À faire:
a: Dans l'article sur les violences dans le XIXe arrondissement, dans quelle rue deux jeunes ont-ils été blessés au couteau lundi soir ?
b: Recopiez un passage de l'article sur les violences dans le XIXe arrondissement, en commençant à « C'est une hypothèse » et en terminant à « la préfecture de police. ».
c: Écrivez la suite de l'article sur les violences dans le XIXe arrondissement, à partir de sa dernière phrase.

Texte à lire:

———

9/18/08

Paris XIXe : « Les juifs, on s'en fout, la guerre, c'est entre nous »

Les faits divers entre jeunes se succèdent dans le XIXe arrondissement. Mais leurs mobiles restent flous. Enquête sur le terrain.

'Le Chat noir' (Theyuped/Flickr).

Lundi soir, deux jeunes de 16 et 18 ans ont été blessés au ventre à coups de couteau à Paris. La scène s'est produite rue de Crimée, dans le XIXème arrondissement, vers 20 heures. Le lendemain, à la même heure, les habitants de ce quartier très populaire rentraient tranquillement chez eux, via la boucherie halal pour certains. C'est ramadan, et on achète avant la rupture du jeûne coriande, crêpes « mille trous » ou dattes. Aucune tension palpable aux abords des cités « Curial », « Riquet », « Cambrai » ou « Porte des Flandres ».

Depuis une quinzaine de jours, le climat s'est pourtant dégradé de part et d'autre du bassin de la Vilette. Avant l'épisode des coups de couteau (dont l'auteur, non identifié, est recherché par la police), deux autres incidents graves s'étaient produits dans le même pâté de maison : un homme a été tué par balles dans la nuit du 7 au 8 septembre. Trois jours plus tard, un autre était blessé à la jambe. Des tirs à balles réelles, « une vraie nouveauté », selon la police.

Si Bertrand Delanoë a dénoncé « l'aggravation manifeste du climat d'insécurité » dans l'ensemble de l'arrondissement, c'est que d'autres aggressions ont marqué le XIXe cet été : après Rudy, tabassé rue Petit fin mai, trois jeunes juifs ont été victimes de jets de pierres début septembre. L'épisode s'est soldé par des fractures au nez et une plainte en cours d'instruction.

Guerre des gangs importée du Bronx ou remix de l'Intifada ? Alors que les rumeurs enflent, Rue89 a passé les différentes conjectures au crible des habitants, des forces de l'ordre et d'acteurs de terrain.

Une guerre communautaire et religieuse  ?

C'est une hypothèse largement reprise par les médias, qui brassent aussi bien les rixes aux abords du parc des Buttes Chaumont et les trois épisodes violents des derniers jours à l'autre bout de l'arrondissement. Sachant que ces derniers concernent des jeunes noirs et maghrébins, rappelle la préfecture de police.

« La guerre, c'est entre cités ; les autres, on s'en fout »

———

Extrait des données:

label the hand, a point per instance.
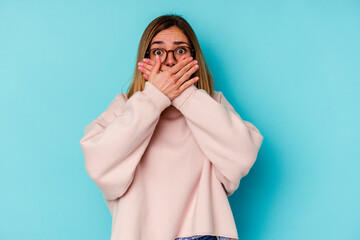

———

Résultats:
a: Rue de Crimée.

b:
C'est une hypothèse largement reprise par les médias, qui brassent aussi bien les rixes aux abords du parc des Buttes Chaumont et les trois épisodes violents des derniers jours à l'autre bout de l'arrondissement. Sachant que ces derniers concernent des jeunes noirs et maghrébins, rappelle la préfecture de police.

c:
L'affrontement entre adolescents juifs et jeunes noirs ou maghrébins issus des cités aurait-il gagné du terrain  ? Aucun des deux quartiers ne se reconnaît dans ce schéma. Ni les jeunes juifs rencontrés rue Petit après l'agression de Rudy, recontactés cette semaine. Ni ces grappes de jeunes qui épluchaient mardi soir le Parisien au carrefour de l'avenue de Flandre et juraient :

« Les médias n'ont aucun respect, on a un mort et ils nous mettent les juifs sur le dos alors que ça n'a rien à voir. Déjà qu'ils parlent plus de trois nez cassés que d'un décédé chez nous… Ici, c'est entre cités que c'est la guerre. Les autres, on s'en fout. »

De fait, la géographie de l'arrondissement est éloquente  : il faut vingt grosses minutes à bon train pour gagner à pied la rue Petit depuis les cités Curial-Cambrai. Entre les deux quartiers, le canal de l'Ourcq reste une frontière malgré les écluses. D'ailleurs, mardi, Jérôme Foucaud, commissaire-divisionnaire du XIXe, déconnectait ces deux suites d'événements.

Une synagogue est plantée au beau milieu d'une des cités et personne ne témoigne de tension particulière à l'encontre des juifs qui vivent de ce côté-ci de l'arrondissement. D'ailleurs, l'opposition municipale, très en pointe pour dénoncer le passage à tabac de Rudy et la montée de l'antisémitisme avant l'été, se fait plutôt discrète. Rappelé par Rue89, Jean-Jacques Giannesini n'a pas donné suite. Au sein de la majorité, on grince que les quartiers qui s'affrontent aujourd'hui sont moins rentables électoralement.

Une guerre de territoires  ?

Le commissaire Foucaud, en poste depuis deux ans dans le XIXe, n'exclue pas l'hypothèse d'une guerre de territoires. Qui mérite pourtant des nuances. Mais il existe bien des cages d'escalier sous contrôle de telle ou telle bande. Et quand on interroge les plus jeunes à la sortie du soutien scolaire, ils ont la virulence très ciblée, du haut de leurs dix ans…

Surchauffés, ils s'apprêtent à rentrer à 19 heures et se repassent frénétiquement un pistolet en plastique noir  :

« L'ennemi, c'est Cambrai. Nous on vient d'ailleurs. RQT ça veut dire Riquet. En face, on leur parle pas. On encule leur mère. »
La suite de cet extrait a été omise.